▶ EXERCISE DETAILS: When the string "road" occurs in a line of the records, show that line.

DATASET EXTRACT Block Start

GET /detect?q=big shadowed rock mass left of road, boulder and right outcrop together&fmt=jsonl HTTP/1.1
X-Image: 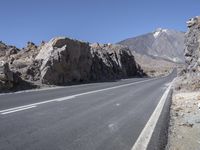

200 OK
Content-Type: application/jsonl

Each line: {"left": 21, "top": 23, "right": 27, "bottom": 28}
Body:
{"left": 35, "top": 37, "right": 142, "bottom": 85}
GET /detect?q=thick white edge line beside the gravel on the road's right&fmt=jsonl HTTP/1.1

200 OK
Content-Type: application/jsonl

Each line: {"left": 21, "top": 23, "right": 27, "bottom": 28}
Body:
{"left": 131, "top": 80, "right": 174, "bottom": 150}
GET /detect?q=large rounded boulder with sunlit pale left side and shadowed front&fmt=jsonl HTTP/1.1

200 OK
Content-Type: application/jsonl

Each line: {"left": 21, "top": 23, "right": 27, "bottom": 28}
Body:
{"left": 36, "top": 37, "right": 92, "bottom": 85}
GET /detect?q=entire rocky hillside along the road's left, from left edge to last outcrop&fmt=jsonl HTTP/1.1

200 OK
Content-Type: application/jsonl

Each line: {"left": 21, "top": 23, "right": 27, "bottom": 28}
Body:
{"left": 0, "top": 37, "right": 144, "bottom": 89}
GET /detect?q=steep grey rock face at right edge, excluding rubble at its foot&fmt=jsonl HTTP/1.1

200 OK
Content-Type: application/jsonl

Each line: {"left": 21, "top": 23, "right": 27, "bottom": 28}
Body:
{"left": 185, "top": 17, "right": 200, "bottom": 75}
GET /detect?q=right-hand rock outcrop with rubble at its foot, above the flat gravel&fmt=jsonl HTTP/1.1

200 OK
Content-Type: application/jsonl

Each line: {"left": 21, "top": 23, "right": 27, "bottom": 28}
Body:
{"left": 176, "top": 16, "right": 200, "bottom": 91}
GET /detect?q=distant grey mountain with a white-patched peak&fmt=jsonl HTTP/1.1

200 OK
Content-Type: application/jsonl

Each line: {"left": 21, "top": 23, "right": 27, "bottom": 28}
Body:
{"left": 119, "top": 28, "right": 184, "bottom": 62}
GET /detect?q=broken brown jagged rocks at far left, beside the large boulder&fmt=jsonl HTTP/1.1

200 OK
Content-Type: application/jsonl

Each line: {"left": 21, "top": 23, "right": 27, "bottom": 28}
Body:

DATASET EXTRACT Block End

▶ RESPONSE FOR THIS EXERCISE:
GET /detect?q=big shadowed rock mass left of road, boulder and right outcrop together&fmt=jsonl HTTP/1.1
GET /detect?q=thick white edge line beside the gravel on the road's right&fmt=jsonl HTTP/1.1
GET /detect?q=entire rocky hillside along the road's left, from left edge to last outcrop&fmt=jsonl HTTP/1.1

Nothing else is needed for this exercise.